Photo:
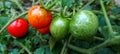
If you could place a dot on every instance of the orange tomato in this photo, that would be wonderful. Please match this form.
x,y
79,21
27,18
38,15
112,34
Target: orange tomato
x,y
38,17
45,30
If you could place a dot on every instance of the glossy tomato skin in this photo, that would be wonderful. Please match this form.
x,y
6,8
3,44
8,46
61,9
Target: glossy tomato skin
x,y
59,27
45,30
84,24
18,28
38,17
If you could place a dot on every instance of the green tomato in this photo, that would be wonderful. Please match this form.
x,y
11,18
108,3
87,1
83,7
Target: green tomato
x,y
84,24
59,27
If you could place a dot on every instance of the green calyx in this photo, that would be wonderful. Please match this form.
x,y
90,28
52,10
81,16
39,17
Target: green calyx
x,y
84,24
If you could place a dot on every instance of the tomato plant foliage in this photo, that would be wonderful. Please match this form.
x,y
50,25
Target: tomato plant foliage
x,y
66,27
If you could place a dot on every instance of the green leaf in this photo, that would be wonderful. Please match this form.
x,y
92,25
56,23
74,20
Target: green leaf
x,y
14,51
67,3
52,42
105,51
39,50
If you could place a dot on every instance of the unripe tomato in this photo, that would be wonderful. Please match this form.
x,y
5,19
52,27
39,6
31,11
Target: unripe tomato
x,y
84,24
59,27
18,28
45,30
38,17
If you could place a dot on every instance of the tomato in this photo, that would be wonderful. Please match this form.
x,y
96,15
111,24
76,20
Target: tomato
x,y
38,17
18,28
84,24
59,27
45,30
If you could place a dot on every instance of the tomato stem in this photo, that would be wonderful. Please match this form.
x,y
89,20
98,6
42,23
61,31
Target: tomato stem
x,y
64,47
107,19
24,47
33,2
11,20
87,4
41,3
18,4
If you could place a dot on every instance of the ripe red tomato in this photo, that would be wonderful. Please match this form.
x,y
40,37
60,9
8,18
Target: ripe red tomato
x,y
18,28
45,30
38,17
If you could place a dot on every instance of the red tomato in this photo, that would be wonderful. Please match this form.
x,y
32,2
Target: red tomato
x,y
45,30
38,17
18,28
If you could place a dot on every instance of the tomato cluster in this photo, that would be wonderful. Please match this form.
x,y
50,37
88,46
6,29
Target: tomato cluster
x,y
40,18
18,28
83,24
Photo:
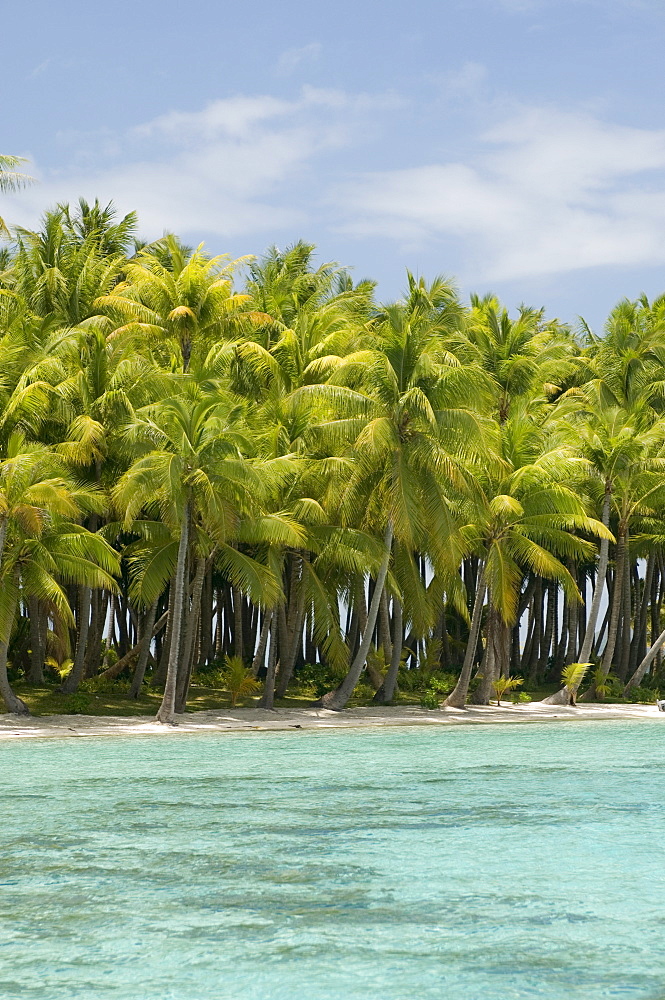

__WHAT IS NEEDED__. Within the data above, pick out all lines holding the word "every".

__SOLVED EXERCISE__.
If you could place a dot on every instance of the orange tomato in this photo, that would be wonderful. Please match this form.
If you could place a dot on every instance of the glossy tomato skin in this photo, that would be wonderful. Please match this form.
If you could place a dot on every instance of the green tomato in this photo, that would be wonderful. Please match this form.
If you could place a dot on every instance of the green calyx in this photo, that would be wonderful. Please match this form.
If you could place a dot on every instance of the tomato plant foliage in this photo, that would be wonderful. Please match this form.
If you could place a dot on every instance of the green leaf in this photo, that would be wonderful. Please match this form.
If you could place a dot on every instance of the unripe tomato in this photo, that would be wonderful. Please match this form.
If you could place a dot on every instance of the tomato in this photo, that would be wonderful. Please match this form.
If you could place a dot on every instance of the tomato stem in this photo, that would be wonderful. Please match this form.
If you could place a dot on every instance of the ripe red tomato in this photo, that would be wonderful. Please match this form.
If you could place a dot on every instance of the red tomato in this photo, that would be wonderful. Please match this form.
If you could place a dot on every instance of the tomato cluster in this photo, that would be wonderful. Please match this form.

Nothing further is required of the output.